Work required
Write out each entry, exactly the way it appears.

Data records
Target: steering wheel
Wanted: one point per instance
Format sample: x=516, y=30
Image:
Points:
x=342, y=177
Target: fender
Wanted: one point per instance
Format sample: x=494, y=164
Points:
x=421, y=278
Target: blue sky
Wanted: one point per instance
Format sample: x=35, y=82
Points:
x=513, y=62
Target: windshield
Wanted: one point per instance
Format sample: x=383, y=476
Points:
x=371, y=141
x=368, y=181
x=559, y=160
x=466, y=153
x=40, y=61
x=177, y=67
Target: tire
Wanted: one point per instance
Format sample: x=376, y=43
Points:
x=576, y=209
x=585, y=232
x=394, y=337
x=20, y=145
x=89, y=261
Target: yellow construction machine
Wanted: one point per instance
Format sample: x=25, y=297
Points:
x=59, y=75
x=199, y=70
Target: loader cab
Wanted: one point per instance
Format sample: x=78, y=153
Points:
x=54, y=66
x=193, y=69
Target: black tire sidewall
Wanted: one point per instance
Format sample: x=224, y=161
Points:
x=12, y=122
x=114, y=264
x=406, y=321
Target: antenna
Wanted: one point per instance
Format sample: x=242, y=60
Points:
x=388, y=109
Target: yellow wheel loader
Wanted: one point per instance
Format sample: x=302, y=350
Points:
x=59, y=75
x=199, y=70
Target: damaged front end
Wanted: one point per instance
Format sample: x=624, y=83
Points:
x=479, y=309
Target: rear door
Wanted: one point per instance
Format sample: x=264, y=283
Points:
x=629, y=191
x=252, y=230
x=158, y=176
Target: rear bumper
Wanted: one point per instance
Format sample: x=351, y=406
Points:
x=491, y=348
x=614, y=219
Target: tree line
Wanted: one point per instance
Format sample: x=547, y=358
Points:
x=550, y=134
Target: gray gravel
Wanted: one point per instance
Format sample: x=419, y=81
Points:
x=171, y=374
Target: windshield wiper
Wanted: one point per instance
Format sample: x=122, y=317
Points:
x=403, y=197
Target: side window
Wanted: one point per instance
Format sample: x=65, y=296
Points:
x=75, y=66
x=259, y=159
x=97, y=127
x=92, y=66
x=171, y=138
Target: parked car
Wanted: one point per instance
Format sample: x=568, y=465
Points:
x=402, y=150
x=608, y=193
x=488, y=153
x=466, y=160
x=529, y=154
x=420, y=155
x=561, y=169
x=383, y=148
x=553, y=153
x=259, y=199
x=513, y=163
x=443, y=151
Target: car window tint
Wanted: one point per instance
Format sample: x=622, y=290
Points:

Finished task
Target: steering wheel
Wanted: one point per instance
Format sample: x=516, y=30
Image:
Points:
x=342, y=177
Target: fender
Wanted: one point per instance
Format sample: x=494, y=164
Points:
x=421, y=278
Target: blue sky
Wanted: one point per instance
Format sample: x=35, y=82
Points:
x=513, y=62
Target: windshield
Wanted: one point per instance
Format sample: x=383, y=476
Points:
x=371, y=141
x=368, y=181
x=559, y=160
x=466, y=153
x=40, y=61
x=177, y=67
Target: tire
Wanted: one point per instance
Format sample: x=376, y=43
Points:
x=576, y=209
x=585, y=232
x=394, y=337
x=20, y=145
x=89, y=261
Target: yellow construction machine
Wanted: one point per instance
Format sample: x=25, y=297
Points:
x=59, y=75
x=199, y=70
Target: loader cab
Wanted: one point per instance
Format sample: x=78, y=153
Points:
x=54, y=66
x=193, y=69
Target: black tire sidewall
Wanted: one point per instance
Format sample: x=224, y=161
Points:
x=12, y=122
x=114, y=264
x=406, y=321
Target: antenna
Wanted: one point per instance
Format sample: x=242, y=60
Points:
x=388, y=109
Target: yellow wheel loader
Wanted: one point per instance
Format sample: x=302, y=350
Points:
x=59, y=75
x=199, y=70
Target: damaged front end
Wanted: one point per instance
Format sample: x=624, y=83
Points:
x=479, y=309
Target: rear door
Wanted: one point per instance
Format sample: x=264, y=283
Points:
x=629, y=191
x=252, y=230
x=158, y=176
Target: rear bumper
Wanted: one point per instance
Format sample: x=351, y=406
Points:
x=491, y=348
x=614, y=219
Target: tree line
Wanted: one point per instance
Format sample: x=547, y=358
Points:
x=550, y=134
Target: gray gravel
Wanted: one point per instance
Format sample: x=419, y=81
Points:
x=171, y=374
Target: windshield wiper
Wanted: one point per instance
Format sample: x=122, y=317
Points:
x=403, y=197
Target: side window
Wanted: one point per instance
Format sample: x=65, y=296
Points:
x=75, y=66
x=259, y=159
x=97, y=127
x=92, y=66
x=171, y=138
Target: parked car
Wanted: one point per instance
Format sample: x=568, y=465
Points:
x=402, y=150
x=608, y=193
x=488, y=153
x=466, y=160
x=529, y=154
x=420, y=155
x=561, y=169
x=383, y=148
x=553, y=153
x=259, y=199
x=513, y=163
x=443, y=151
Target: car window tint
Wanted: one point per instance
Format sample: x=622, y=290
Points:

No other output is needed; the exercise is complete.